WORK ORDER: Reproduce, exactly, the lines of the material below from the line containing "negative clicks: (360, 59) (399, 56)" through the line containing "box: [459, 516, 532, 594]", with both end lines included and nothing else.

SUPPLIED DATA:
::::::
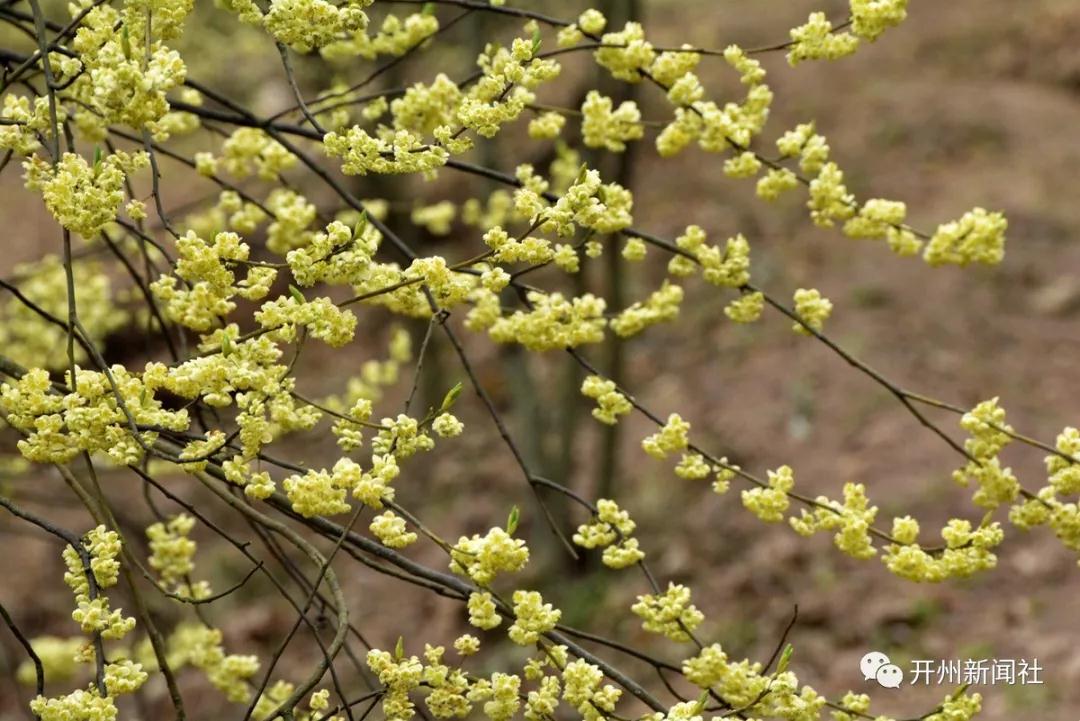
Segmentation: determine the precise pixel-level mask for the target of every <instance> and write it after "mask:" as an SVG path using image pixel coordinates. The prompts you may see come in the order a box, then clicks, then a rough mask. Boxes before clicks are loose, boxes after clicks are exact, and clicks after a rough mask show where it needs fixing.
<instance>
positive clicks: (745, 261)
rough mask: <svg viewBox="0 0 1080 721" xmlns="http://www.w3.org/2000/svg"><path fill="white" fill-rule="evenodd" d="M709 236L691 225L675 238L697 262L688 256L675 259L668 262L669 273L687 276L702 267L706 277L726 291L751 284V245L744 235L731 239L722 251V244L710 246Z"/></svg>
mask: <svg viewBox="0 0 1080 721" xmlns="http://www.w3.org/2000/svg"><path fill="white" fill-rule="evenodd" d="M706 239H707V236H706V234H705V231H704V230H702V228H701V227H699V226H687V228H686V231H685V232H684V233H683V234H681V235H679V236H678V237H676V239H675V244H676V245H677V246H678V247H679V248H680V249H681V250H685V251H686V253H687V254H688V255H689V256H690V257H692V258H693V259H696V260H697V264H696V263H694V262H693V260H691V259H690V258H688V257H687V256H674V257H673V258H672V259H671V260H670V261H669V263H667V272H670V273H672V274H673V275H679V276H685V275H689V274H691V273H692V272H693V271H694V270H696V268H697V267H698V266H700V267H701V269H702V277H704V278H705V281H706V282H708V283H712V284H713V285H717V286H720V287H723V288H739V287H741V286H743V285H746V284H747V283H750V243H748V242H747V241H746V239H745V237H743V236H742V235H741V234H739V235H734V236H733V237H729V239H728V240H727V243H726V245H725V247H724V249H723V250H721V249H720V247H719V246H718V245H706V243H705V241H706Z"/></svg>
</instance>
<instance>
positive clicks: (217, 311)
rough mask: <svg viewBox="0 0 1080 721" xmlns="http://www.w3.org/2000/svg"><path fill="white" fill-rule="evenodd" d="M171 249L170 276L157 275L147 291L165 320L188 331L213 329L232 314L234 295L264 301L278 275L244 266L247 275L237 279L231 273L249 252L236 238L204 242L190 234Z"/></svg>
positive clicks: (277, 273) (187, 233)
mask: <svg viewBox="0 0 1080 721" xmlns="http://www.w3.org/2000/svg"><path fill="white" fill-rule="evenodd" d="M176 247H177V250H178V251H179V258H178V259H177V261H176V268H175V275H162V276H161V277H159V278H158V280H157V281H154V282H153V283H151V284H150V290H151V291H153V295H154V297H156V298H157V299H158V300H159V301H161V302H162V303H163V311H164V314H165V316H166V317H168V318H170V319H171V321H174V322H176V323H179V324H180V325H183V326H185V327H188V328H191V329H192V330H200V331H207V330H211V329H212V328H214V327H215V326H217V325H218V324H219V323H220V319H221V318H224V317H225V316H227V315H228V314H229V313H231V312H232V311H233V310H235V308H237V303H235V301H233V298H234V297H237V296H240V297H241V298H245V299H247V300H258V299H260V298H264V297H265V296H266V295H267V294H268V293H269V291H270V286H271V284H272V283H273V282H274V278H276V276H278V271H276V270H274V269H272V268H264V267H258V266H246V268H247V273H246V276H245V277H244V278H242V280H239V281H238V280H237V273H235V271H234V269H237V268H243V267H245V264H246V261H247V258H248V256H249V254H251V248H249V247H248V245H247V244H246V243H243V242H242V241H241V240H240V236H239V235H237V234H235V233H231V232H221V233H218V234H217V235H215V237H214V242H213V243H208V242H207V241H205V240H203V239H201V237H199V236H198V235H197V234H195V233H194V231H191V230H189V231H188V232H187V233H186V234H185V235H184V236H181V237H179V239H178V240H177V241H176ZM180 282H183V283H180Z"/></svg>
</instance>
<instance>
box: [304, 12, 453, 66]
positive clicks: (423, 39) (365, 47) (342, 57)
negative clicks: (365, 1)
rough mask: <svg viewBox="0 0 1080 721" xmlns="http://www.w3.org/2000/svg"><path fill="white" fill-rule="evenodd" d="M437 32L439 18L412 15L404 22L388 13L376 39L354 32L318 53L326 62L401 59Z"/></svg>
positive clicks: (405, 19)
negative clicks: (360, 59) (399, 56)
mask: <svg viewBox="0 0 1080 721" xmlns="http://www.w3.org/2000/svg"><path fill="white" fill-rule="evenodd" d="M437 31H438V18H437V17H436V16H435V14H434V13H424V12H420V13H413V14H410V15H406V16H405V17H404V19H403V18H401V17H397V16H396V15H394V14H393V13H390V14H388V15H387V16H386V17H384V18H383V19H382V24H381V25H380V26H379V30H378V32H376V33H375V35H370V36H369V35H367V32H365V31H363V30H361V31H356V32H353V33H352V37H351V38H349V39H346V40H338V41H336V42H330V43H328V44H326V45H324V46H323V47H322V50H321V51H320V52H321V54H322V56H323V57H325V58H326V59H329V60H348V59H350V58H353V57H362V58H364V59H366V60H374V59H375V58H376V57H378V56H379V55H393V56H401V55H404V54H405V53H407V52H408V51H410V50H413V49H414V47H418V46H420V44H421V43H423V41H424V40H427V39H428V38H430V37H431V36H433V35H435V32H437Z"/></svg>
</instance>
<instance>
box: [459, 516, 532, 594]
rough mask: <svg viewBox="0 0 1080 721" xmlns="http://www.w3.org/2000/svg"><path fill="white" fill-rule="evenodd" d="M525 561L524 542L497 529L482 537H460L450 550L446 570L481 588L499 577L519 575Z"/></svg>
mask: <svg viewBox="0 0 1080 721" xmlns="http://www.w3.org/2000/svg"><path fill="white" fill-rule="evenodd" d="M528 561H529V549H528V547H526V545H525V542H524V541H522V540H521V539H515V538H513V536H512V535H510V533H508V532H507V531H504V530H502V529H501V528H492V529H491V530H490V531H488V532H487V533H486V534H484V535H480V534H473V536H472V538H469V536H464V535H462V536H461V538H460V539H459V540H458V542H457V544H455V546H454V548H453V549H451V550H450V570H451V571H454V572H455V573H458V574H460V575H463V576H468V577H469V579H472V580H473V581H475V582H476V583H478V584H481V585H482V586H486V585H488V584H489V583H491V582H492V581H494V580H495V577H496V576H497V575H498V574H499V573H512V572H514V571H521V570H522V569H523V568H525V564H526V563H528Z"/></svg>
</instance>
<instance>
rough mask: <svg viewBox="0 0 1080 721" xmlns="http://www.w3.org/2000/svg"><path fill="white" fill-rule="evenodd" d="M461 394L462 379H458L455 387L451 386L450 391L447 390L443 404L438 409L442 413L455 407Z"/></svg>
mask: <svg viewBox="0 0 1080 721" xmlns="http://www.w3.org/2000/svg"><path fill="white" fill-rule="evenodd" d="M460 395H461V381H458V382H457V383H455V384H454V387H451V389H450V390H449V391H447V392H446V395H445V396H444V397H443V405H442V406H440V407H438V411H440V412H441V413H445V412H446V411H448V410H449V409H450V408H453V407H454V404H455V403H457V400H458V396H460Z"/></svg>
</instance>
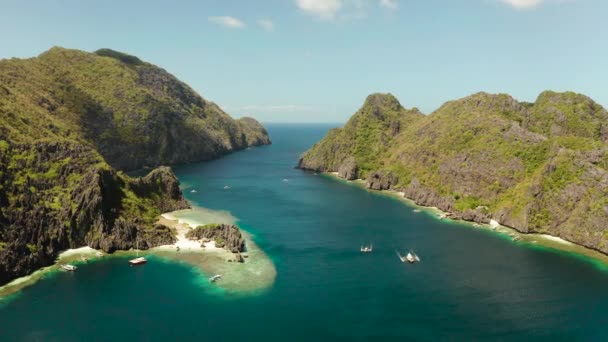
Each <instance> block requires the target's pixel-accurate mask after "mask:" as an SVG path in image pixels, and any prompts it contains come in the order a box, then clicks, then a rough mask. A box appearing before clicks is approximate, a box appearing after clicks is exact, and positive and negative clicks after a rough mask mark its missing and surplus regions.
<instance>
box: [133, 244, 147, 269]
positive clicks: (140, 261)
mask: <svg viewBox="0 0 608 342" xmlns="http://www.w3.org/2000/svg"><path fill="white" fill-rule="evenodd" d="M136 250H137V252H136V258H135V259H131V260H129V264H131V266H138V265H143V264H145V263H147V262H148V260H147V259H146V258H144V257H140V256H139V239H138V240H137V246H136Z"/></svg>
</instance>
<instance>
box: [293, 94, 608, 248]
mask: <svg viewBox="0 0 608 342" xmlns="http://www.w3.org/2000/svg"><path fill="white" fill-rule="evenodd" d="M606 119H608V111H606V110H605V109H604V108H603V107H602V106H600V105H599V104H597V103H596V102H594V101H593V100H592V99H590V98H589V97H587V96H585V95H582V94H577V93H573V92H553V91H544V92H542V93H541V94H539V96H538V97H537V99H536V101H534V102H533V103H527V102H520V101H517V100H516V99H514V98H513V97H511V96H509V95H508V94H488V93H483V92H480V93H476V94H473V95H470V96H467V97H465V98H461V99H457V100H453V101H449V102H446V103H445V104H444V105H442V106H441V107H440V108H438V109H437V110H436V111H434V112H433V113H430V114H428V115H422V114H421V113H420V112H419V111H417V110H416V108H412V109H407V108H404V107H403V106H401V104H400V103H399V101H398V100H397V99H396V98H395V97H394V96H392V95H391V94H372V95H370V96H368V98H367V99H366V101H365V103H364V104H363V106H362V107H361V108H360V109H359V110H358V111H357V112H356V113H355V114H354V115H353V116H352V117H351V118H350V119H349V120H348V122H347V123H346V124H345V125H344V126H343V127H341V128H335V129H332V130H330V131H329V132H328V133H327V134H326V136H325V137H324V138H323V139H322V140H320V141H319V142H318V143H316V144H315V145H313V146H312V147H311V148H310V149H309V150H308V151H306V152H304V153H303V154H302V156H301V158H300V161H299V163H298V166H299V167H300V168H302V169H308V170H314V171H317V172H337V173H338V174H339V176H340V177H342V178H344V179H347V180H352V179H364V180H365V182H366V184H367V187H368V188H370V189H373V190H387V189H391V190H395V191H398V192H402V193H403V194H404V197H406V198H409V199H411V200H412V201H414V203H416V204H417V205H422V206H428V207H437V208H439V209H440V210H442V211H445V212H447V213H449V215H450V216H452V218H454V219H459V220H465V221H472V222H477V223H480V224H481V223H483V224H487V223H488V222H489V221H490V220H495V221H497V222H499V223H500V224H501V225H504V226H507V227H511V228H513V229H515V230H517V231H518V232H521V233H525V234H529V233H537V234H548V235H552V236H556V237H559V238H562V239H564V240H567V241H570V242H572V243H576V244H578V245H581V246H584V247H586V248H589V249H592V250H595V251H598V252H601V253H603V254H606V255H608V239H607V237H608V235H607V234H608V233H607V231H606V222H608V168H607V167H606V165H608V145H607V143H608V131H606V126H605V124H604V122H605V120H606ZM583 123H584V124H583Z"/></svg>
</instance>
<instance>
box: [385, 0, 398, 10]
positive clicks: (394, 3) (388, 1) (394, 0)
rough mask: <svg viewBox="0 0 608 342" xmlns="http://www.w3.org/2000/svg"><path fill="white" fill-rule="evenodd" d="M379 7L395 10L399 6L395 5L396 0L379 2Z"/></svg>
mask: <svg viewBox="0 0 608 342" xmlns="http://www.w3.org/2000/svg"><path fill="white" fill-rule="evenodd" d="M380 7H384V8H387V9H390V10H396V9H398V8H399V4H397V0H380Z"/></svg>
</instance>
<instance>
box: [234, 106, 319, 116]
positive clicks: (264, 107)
::::::
WRITTEN SOLUTION:
negative clicks: (360, 59) (399, 56)
mask: <svg viewBox="0 0 1080 721" xmlns="http://www.w3.org/2000/svg"><path fill="white" fill-rule="evenodd" d="M437 31H438V18H437V17H436V16H435V14H434V13H424V12H420V13H413V14H410V15H406V16H405V17H404V19H403V18H401V17H397V16H396V15H394V14H393V13H390V14H388V15H387V16H386V17H384V18H383V19H382V24H381V25H380V26H379V30H378V32H376V33H375V35H370V36H369V35H367V32H365V31H363V30H361V31H356V32H353V33H352V37H351V38H349V39H346V40H338V41H336V42H330V43H328V44H326V45H324V46H323V47H322V50H321V51H320V52H321V54H322V56H323V57H325V58H326V59H329V60H348V59H350V58H353V57H362V58H364V59H366V60H374V59H375V58H376V57H378V56H379V55H393V56H401V55H404V54H405V53H407V52H408V51H410V50H413V49H414V47H418V46H420V44H421V43H423V41H424V40H427V39H428V38H430V37H431V36H433V35H435V32H437Z"/></svg>
</instance>
<instance>
box: [459, 516, 532, 594]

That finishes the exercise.